(Excerpted text)
BEGIN
- Born: January 18, 1918 Edna, Texas
- Died: July 18, 1991 (aged 73) Albuquerque, New Mexico
- Occupation: business consultant
- Known for: erroneous earthquake prediction

= Iben Browning =

American failed climatologist (1918–1991)

Iben Browning (January 9, 1918 - July 18, 1991) was an American business consultant, author, and "self-proclaimed climatologist" who made failed predictions of various disasters involving climate, volcanoes, earthquakes, and government collapse.

==Life and career==
Browning was born in Edna, Texas, grew up in Jackson County, Texas, and graduated from Southwest Texas State Teachers College in 1937, majoring in both math and physics. During World War II, he served in the U.S. Army Air Corps. Subsequently, he earned an M.A. at the University of Texas at Austin in 1947, and then his doctorate (Ph.D.) the following year at the same school. His doctorate was in zoology, with minors in genetics and bacteriology.
END
(Listed entries)
BEGIN
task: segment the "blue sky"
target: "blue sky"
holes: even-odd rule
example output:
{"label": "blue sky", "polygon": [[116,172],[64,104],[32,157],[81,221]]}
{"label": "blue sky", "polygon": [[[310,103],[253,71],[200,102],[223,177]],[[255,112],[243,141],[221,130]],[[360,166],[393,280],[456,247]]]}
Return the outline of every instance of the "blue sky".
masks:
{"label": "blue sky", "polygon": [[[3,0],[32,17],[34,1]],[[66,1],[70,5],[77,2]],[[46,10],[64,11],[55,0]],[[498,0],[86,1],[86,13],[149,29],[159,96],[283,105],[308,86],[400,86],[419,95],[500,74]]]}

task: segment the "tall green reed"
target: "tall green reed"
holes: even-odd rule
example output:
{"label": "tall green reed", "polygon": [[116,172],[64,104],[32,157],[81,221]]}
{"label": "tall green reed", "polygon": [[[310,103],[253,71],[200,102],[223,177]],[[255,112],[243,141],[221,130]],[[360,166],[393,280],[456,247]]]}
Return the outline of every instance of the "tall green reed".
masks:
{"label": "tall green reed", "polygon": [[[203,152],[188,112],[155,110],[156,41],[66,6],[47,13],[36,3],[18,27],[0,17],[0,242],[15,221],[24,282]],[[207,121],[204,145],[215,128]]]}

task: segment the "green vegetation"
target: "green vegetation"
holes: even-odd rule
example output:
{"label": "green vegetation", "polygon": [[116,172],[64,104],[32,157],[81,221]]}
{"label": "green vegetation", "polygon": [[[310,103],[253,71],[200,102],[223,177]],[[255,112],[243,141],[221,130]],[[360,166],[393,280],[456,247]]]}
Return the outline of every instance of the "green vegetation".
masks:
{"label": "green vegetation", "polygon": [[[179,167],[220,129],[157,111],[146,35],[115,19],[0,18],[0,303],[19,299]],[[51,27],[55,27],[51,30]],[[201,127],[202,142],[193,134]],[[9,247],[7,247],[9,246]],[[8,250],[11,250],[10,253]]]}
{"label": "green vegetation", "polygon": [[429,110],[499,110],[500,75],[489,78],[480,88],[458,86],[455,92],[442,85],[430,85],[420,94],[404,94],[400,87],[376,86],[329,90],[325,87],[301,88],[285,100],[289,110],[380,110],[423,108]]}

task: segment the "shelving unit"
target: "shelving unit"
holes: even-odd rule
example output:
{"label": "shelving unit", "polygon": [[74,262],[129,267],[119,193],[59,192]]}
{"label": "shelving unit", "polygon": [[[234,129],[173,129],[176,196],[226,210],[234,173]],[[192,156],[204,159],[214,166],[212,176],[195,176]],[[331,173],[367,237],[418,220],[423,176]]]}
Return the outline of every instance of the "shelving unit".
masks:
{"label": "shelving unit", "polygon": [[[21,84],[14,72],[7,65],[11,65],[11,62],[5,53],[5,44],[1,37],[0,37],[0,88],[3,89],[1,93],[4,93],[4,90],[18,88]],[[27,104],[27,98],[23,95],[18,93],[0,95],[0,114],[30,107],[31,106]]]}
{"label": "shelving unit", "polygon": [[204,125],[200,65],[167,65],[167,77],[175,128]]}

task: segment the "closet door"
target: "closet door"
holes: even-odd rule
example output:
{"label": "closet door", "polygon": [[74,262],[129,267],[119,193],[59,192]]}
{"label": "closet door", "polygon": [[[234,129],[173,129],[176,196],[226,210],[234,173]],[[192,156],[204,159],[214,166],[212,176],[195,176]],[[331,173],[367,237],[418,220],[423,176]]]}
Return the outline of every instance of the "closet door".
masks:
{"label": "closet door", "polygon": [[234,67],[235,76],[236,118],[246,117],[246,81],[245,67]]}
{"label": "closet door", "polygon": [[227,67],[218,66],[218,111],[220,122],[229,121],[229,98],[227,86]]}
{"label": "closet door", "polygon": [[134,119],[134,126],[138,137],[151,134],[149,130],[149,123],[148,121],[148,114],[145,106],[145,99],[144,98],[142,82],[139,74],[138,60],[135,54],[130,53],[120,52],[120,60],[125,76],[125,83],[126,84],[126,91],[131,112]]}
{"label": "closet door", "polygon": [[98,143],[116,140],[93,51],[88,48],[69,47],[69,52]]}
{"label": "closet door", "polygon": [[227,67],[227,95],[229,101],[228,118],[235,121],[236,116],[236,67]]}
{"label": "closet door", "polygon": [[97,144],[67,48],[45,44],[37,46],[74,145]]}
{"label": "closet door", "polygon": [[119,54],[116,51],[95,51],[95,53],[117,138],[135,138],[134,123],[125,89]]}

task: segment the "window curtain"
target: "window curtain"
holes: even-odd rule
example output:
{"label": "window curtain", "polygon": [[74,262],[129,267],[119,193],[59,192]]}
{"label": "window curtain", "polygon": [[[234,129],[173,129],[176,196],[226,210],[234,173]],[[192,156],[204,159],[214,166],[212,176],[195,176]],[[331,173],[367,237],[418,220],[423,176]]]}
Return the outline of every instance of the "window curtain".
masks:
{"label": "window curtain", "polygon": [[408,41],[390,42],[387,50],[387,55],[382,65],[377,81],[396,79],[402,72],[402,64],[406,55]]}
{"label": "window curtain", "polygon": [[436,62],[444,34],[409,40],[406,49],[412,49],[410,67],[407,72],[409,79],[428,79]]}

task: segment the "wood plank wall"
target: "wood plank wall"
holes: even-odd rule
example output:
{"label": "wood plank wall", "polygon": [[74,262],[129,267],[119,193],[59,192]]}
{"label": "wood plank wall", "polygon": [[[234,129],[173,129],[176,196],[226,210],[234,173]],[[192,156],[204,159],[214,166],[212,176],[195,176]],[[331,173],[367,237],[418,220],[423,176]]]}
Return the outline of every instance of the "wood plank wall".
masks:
END
(Task requirements)
According to the Iben Browning text, what field was Browning's doctorate in, and what were his minors?

(Answer to the exercise)
His doctorate was in zoology, with minors in genetics and bacteriology.